=== Provided records ===
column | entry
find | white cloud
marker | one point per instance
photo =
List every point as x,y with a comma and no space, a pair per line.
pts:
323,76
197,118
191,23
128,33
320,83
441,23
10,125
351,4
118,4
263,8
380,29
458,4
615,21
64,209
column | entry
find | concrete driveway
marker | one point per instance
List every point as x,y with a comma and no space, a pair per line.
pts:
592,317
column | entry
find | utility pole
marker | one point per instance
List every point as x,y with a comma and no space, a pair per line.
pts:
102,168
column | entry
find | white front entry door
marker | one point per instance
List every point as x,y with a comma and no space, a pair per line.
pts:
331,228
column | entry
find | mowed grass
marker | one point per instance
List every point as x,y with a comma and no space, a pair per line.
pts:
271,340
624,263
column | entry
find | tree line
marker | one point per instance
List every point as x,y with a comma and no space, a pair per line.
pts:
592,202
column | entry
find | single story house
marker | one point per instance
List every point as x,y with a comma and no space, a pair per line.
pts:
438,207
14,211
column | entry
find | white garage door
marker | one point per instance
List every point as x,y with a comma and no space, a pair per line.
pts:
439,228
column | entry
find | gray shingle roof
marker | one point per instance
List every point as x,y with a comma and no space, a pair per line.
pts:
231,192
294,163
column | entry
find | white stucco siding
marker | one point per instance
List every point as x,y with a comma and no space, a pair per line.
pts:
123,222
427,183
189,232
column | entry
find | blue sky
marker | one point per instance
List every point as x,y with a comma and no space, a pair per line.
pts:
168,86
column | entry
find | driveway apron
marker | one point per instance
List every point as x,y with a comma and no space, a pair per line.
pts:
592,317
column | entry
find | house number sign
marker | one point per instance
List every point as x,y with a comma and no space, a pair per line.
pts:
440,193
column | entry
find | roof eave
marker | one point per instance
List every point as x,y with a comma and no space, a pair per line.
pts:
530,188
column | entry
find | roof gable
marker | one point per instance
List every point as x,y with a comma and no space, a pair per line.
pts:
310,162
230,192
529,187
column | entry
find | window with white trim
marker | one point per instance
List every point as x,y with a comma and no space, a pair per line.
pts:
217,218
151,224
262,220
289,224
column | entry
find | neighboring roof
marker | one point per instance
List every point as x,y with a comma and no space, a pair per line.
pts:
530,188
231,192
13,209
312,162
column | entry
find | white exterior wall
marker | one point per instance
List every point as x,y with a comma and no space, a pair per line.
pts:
===
= Your objective =
Quote every entry exactly.

= Solved problem =
column | entry
find | white cloud
marker | one point per instance
photo =
List every point as x,y with a comma and no space, a pair per line.
pts:
323,76
197,118
191,23
128,33
320,83
441,23
10,125
351,4
118,4
263,8
380,29
458,4
615,21
64,209
column | entry
find | concrete driveway
marker | one point per instance
List every point as x,y with a comma and no space, a pair per line.
pts:
592,317
column | entry
find | utility pole
marker | one point per instance
List every point as x,y with a comma and no space, a pair per line.
pts:
102,168
column | entry
find | white front entry door
marker | one point per instance
List every point as x,y with a comma and no space, a pair per line.
pts:
331,228
column | entry
find | mowed grass
marker | one point per instance
List every point as x,y with a comma and no space, a pair per line.
pts:
271,340
624,263
column | entry
find | tree line
marker | one point per instance
List every point as x,y with a comma and no space, a pair per line.
pts:
592,202
column | entry
find | single story house
marker | one point per instance
List every point as x,y with a comma and no space, a pair per line.
pts:
438,207
14,211
column | entry
find | white garage door
marker | one point per instance
List every point as x,y with a comma and no space, a pair per line.
pts:
439,228
column | entry
find | gray shingle roof
marker | one point per instance
List every point as x,y with a comma and no space, a pair per line.
pts:
231,192
294,163
column | entry
find | white stucco siding
marker | one point per instance
List every point as x,y with a comma and no space, a pair per line.
pts:
123,222
427,183
189,232
column | entry
find | blue sky
marker | one point per instance
List every point as x,y with a comma and no space, a pair per line.
pts:
168,86
column | entry
find | driveway apron
marker | one point per instance
List every point as x,y with a comma and no space, a pair per line.
pts:
592,317
column | entry
find | house number sign
marker | one point per instance
List every point as x,y with a comma and no space, a pair per line.
pts:
440,193
column | entry
find | roof eave
marker | one point per instance
List every point as x,y with a comma and no space, a pair per line.
pts:
530,188
column | entry
find | roof gable
marker | one point per instance
List every point as x,y with a comma and no space, a pair per line.
pts:
310,162
230,192
529,187
column | entry
find | window with white trim
marker | one point per instance
List every point as x,y with a comma and no space, a pair per line.
pts:
217,218
151,224
262,220
289,224
column | entry
find | neighboring roof
marker | one point per instance
List every point as x,y with a comma and no space, a pair per line.
pts:
530,188
231,192
13,209
312,162
column | entry
find | white exterior wall
marker | one point per instance
List every point as x,y with a comma and no space, a pair per line.
pts:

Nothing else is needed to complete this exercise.